REQUIREMENT ->
Keep only the lines from the top of the listing through the one with "positive clicks: (223, 206)", and reproduce them unaltered.

(DATA TO PROCESS begins)

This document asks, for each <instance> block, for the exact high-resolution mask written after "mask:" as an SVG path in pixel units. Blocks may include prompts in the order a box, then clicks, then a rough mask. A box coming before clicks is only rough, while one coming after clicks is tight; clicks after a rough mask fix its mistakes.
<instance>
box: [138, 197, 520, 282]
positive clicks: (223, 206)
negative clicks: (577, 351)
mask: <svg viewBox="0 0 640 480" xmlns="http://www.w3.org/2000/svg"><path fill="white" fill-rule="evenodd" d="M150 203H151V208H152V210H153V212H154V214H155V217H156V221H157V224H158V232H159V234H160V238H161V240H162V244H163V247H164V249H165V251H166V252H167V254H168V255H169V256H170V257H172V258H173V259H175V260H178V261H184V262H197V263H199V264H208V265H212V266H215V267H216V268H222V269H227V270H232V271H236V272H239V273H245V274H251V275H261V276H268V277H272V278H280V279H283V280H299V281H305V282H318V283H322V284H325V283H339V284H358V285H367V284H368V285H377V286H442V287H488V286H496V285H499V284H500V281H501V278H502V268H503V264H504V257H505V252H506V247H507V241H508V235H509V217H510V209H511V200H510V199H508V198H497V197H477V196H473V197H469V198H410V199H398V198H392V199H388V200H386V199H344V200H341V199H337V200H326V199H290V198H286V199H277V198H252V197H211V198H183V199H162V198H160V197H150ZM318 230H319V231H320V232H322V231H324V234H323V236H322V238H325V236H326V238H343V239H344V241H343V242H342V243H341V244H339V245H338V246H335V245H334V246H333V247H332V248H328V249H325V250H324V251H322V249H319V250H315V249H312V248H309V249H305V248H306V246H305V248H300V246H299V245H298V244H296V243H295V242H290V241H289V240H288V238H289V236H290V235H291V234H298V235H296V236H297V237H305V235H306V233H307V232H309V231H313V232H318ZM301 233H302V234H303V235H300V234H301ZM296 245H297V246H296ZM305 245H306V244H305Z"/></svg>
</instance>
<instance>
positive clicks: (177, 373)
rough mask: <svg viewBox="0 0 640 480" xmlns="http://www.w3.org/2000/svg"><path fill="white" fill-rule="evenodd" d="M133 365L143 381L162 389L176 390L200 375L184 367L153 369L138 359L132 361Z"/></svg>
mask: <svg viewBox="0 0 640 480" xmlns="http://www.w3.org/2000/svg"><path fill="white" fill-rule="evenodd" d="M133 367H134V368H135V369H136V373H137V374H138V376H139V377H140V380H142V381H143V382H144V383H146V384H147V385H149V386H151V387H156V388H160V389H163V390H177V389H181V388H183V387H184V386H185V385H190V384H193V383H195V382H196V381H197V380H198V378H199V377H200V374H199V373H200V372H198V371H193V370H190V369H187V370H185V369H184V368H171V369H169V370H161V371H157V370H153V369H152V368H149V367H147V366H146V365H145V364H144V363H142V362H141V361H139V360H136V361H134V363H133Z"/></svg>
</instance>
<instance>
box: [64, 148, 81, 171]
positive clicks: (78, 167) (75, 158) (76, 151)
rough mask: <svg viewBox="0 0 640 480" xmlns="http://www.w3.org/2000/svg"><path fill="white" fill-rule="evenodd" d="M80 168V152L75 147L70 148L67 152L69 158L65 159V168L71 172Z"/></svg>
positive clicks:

(DATA TO PROCESS ends)

REPLY ->
This document asks, for each <instance> block, for the exact high-resolution mask written after "mask:" as an SVG path in pixel units. Blocks may include prompts in the order a box, then clicks, then a rough mask. A box coming before clicks is only rough, while one coming after clicks is tight; clicks after a rough mask fix its mistakes.
<instance>
box: [138, 197, 520, 282]
positive clicks: (223, 206)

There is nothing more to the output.